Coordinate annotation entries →

:::

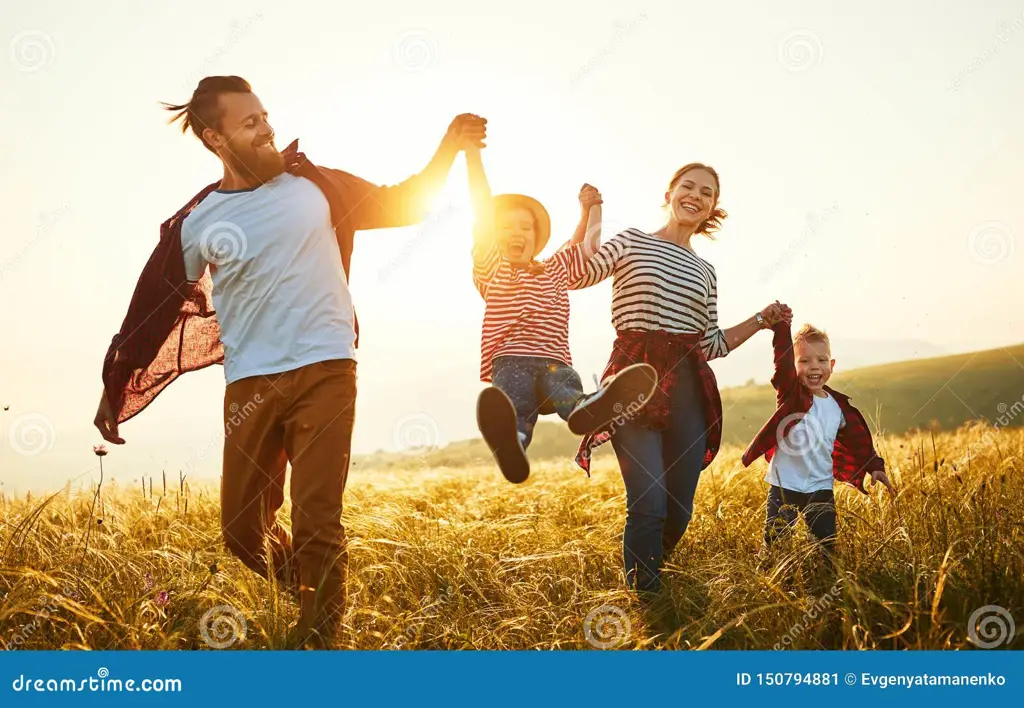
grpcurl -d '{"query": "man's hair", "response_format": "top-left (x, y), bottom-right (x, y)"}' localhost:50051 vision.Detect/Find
top-left (793, 324), bottom-right (831, 357)
top-left (163, 76), bottom-right (253, 153)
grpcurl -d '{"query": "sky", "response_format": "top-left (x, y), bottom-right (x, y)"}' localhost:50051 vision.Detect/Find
top-left (0, 0), bottom-right (1024, 492)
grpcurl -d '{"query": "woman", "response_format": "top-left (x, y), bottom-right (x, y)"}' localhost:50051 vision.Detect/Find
top-left (573, 163), bottom-right (793, 592)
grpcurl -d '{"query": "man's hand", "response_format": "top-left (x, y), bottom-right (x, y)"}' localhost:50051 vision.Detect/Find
top-left (864, 469), bottom-right (894, 494)
top-left (92, 391), bottom-right (125, 445)
top-left (444, 113), bottom-right (487, 150)
top-left (580, 184), bottom-right (604, 214)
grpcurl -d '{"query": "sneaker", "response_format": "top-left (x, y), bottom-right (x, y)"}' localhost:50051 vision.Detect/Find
top-left (476, 386), bottom-right (529, 485)
top-left (566, 364), bottom-right (657, 435)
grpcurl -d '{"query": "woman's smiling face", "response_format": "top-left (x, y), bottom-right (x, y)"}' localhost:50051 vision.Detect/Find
top-left (665, 167), bottom-right (718, 231)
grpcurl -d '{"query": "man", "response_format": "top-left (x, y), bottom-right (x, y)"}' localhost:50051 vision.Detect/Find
top-left (94, 76), bottom-right (486, 647)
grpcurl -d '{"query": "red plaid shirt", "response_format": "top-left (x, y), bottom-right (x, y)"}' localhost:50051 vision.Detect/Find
top-left (103, 140), bottom-right (439, 423)
top-left (743, 322), bottom-right (886, 494)
top-left (575, 330), bottom-right (722, 476)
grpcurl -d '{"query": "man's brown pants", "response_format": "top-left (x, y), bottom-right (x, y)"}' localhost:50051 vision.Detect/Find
top-left (220, 360), bottom-right (355, 645)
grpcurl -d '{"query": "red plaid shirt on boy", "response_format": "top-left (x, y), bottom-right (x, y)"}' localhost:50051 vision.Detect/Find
top-left (742, 322), bottom-right (886, 494)
top-left (575, 330), bottom-right (722, 476)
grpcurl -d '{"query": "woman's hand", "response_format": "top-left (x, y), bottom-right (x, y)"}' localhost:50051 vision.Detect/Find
top-left (761, 300), bottom-right (793, 328)
top-left (580, 184), bottom-right (604, 214)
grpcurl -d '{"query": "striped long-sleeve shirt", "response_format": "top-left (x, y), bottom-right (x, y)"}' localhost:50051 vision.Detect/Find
top-left (473, 239), bottom-right (584, 382)
top-left (570, 228), bottom-right (729, 360)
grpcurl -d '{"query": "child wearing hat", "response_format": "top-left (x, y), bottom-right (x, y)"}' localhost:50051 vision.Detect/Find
top-left (466, 149), bottom-right (657, 484)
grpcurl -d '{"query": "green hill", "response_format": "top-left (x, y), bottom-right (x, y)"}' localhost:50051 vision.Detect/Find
top-left (354, 344), bottom-right (1024, 466)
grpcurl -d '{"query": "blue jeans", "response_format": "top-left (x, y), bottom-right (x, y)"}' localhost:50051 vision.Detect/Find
top-left (611, 361), bottom-right (706, 592)
top-left (492, 356), bottom-right (586, 449)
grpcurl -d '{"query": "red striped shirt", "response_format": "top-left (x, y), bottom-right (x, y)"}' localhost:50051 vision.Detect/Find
top-left (473, 245), bottom-right (586, 382)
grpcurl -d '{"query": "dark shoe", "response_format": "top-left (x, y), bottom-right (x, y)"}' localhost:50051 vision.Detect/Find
top-left (566, 364), bottom-right (657, 435)
top-left (476, 386), bottom-right (529, 485)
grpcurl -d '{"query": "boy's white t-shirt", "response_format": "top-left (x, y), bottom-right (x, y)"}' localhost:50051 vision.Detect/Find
top-left (181, 173), bottom-right (355, 383)
top-left (765, 392), bottom-right (844, 494)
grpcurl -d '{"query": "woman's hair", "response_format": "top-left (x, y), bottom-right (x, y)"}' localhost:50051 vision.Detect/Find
top-left (793, 325), bottom-right (831, 357)
top-left (163, 76), bottom-right (253, 153)
top-left (663, 162), bottom-right (728, 239)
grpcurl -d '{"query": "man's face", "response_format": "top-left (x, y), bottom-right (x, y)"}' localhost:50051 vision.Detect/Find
top-left (204, 93), bottom-right (285, 184)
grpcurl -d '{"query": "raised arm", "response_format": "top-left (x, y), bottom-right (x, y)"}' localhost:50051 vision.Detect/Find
top-left (342, 114), bottom-right (487, 231)
top-left (771, 320), bottom-right (797, 400)
top-left (466, 147), bottom-right (501, 296)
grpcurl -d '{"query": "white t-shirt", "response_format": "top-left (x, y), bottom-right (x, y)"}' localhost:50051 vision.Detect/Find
top-left (765, 393), bottom-right (845, 494)
top-left (181, 173), bottom-right (355, 383)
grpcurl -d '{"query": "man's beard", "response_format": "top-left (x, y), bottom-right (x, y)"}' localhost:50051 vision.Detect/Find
top-left (227, 141), bottom-right (285, 184)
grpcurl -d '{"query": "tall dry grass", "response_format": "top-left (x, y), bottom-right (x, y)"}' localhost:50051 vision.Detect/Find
top-left (0, 427), bottom-right (1024, 650)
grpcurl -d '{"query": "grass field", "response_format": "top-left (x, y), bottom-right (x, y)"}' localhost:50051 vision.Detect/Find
top-left (0, 425), bottom-right (1024, 650)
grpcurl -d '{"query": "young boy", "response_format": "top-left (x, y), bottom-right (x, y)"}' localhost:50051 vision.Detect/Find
top-left (466, 149), bottom-right (657, 484)
top-left (742, 321), bottom-right (892, 563)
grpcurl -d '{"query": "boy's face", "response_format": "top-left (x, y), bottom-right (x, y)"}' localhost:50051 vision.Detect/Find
top-left (495, 207), bottom-right (537, 263)
top-left (793, 339), bottom-right (836, 395)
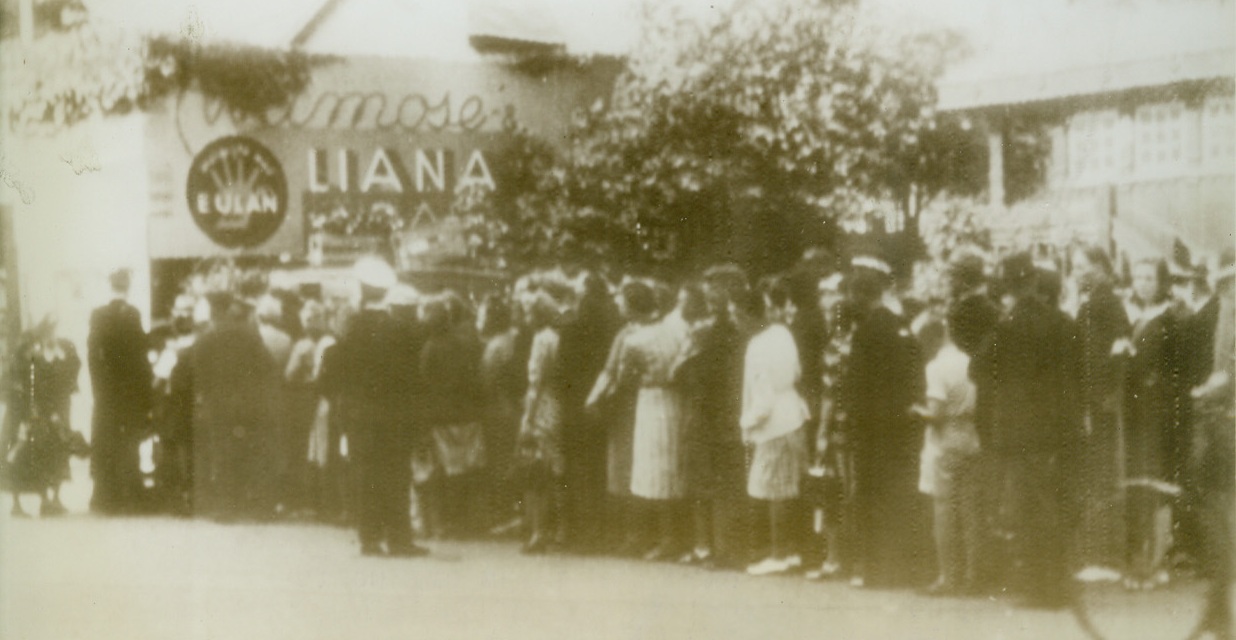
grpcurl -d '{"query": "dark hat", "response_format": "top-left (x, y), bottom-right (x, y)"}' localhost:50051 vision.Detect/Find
top-left (1000, 251), bottom-right (1037, 287)
top-left (1214, 247), bottom-right (1236, 283)
top-left (1167, 238), bottom-right (1196, 280)
top-left (108, 268), bottom-right (132, 293)
top-left (948, 252), bottom-right (984, 287)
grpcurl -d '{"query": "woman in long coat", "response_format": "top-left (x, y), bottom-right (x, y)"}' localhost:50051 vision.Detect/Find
top-left (519, 293), bottom-right (565, 554)
top-left (1117, 261), bottom-right (1187, 588)
top-left (740, 285), bottom-right (811, 576)
top-left (2, 316), bottom-right (82, 516)
top-left (585, 282), bottom-right (656, 555)
top-left (1073, 247), bottom-right (1128, 575)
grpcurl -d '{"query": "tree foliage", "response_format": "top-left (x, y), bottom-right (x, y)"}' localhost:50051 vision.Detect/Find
top-left (457, 0), bottom-right (983, 272)
top-left (0, 0), bottom-right (314, 128)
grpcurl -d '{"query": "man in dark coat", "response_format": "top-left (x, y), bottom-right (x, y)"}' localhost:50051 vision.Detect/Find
top-left (558, 274), bottom-right (622, 551)
top-left (1073, 248), bottom-right (1130, 575)
top-left (334, 258), bottom-right (429, 557)
top-left (840, 258), bottom-right (931, 587)
top-left (970, 253), bottom-right (1082, 608)
top-left (189, 293), bottom-right (281, 520)
top-left (87, 271), bottom-right (152, 514)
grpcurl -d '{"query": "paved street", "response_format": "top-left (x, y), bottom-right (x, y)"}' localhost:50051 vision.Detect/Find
top-left (0, 472), bottom-right (1216, 640)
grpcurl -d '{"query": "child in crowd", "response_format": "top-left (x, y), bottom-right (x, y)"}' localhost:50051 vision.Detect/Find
top-left (915, 315), bottom-right (981, 596)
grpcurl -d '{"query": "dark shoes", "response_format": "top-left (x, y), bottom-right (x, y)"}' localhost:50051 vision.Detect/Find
top-left (388, 542), bottom-right (429, 557)
top-left (361, 542), bottom-right (429, 557)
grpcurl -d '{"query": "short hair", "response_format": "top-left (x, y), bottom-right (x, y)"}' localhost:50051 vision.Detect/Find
top-left (622, 282), bottom-right (656, 315)
top-left (732, 290), bottom-right (765, 320)
top-left (108, 269), bottom-right (132, 293)
top-left (1133, 258), bottom-right (1172, 304)
top-left (915, 313), bottom-right (948, 355)
top-left (1000, 251), bottom-right (1038, 292)
top-left (481, 294), bottom-right (510, 336)
top-left (1078, 245), bottom-right (1115, 278)
top-left (760, 277), bottom-right (795, 308)
top-left (847, 268), bottom-right (891, 305)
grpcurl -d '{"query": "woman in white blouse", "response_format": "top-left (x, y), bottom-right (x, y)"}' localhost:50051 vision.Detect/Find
top-left (735, 283), bottom-right (810, 576)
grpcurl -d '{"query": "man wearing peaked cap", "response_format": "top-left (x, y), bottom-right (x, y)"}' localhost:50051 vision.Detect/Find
top-left (87, 269), bottom-right (152, 514)
top-left (335, 257), bottom-right (429, 557)
top-left (970, 253), bottom-right (1082, 609)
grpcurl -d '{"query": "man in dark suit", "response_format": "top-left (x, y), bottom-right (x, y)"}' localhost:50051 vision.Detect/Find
top-left (87, 271), bottom-right (152, 514)
top-left (970, 253), bottom-right (1082, 608)
top-left (335, 258), bottom-right (429, 557)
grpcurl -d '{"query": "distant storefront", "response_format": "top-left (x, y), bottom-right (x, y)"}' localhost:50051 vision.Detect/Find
top-left (145, 58), bottom-right (618, 315)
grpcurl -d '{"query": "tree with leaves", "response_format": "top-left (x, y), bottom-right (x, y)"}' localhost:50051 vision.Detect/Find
top-left (459, 0), bottom-right (985, 272)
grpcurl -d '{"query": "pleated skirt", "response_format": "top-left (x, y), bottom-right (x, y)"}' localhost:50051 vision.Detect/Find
top-left (630, 387), bottom-right (687, 500)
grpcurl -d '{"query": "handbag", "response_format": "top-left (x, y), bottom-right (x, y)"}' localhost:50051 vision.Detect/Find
top-left (433, 423), bottom-right (486, 477)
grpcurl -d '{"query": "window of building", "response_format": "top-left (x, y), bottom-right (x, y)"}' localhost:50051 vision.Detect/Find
top-left (1067, 109), bottom-right (1124, 183)
top-left (1201, 95), bottom-right (1236, 173)
top-left (1133, 101), bottom-right (1187, 175)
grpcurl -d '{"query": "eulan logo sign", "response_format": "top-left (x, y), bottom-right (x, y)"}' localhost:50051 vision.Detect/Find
top-left (185, 136), bottom-right (288, 248)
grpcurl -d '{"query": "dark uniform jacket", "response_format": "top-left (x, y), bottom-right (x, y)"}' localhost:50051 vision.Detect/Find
top-left (87, 300), bottom-right (152, 421)
top-left (970, 299), bottom-right (1080, 455)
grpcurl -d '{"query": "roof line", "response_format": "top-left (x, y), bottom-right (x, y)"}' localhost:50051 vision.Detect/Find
top-left (292, 0), bottom-right (346, 48)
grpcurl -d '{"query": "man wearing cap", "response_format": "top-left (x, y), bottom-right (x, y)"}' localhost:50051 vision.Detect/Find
top-left (87, 269), bottom-right (152, 514)
top-left (970, 253), bottom-right (1082, 608)
top-left (840, 256), bottom-right (929, 587)
top-left (1184, 248), bottom-right (1236, 638)
top-left (190, 292), bottom-right (279, 520)
top-left (335, 258), bottom-right (429, 557)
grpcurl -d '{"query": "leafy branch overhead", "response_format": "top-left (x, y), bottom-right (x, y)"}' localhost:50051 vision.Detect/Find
top-left (464, 0), bottom-right (985, 271)
top-left (0, 2), bottom-right (313, 127)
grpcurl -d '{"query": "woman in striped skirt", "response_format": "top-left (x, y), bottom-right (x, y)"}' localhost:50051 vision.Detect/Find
top-left (739, 283), bottom-right (810, 576)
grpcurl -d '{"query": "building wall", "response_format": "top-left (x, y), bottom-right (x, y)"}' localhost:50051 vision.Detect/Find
top-left (1036, 93), bottom-right (1236, 257)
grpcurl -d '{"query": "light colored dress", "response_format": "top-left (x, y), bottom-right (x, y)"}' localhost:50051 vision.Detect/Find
top-left (740, 324), bottom-right (811, 500)
top-left (586, 322), bottom-right (641, 495)
top-left (618, 314), bottom-right (690, 500)
top-left (519, 329), bottom-right (564, 476)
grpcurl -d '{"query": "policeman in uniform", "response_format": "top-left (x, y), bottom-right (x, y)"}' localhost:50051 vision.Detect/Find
top-left (335, 257), bottom-right (429, 557)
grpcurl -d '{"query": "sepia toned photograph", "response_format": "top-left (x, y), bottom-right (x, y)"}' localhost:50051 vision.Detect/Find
top-left (0, 0), bottom-right (1236, 640)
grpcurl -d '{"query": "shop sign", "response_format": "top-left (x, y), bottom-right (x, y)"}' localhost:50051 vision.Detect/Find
top-left (185, 136), bottom-right (288, 248)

:::

Put everything from the start of the entries down to the line containing "top-left (0, 0), bottom-right (1024, 492)" into a numbered list, including that line and skipping blank lines. Leave the pictures out of the list.

1. grpcurl -d '{"query": "man's hair", "response_format": "top-left (x, y), bottom-right (x, y)"}' localhost:50051 vision.Detect/Find
2. top-left (793, 324), bottom-right (831, 357)
3. top-left (163, 76), bottom-right (253, 153)
4. grpcurl -d '{"query": "sky", "response_format": "top-left (x, y), bottom-right (x, y)"}' localhost:50051 vision.Detect/Find
5. top-left (0, 0), bottom-right (1024, 492)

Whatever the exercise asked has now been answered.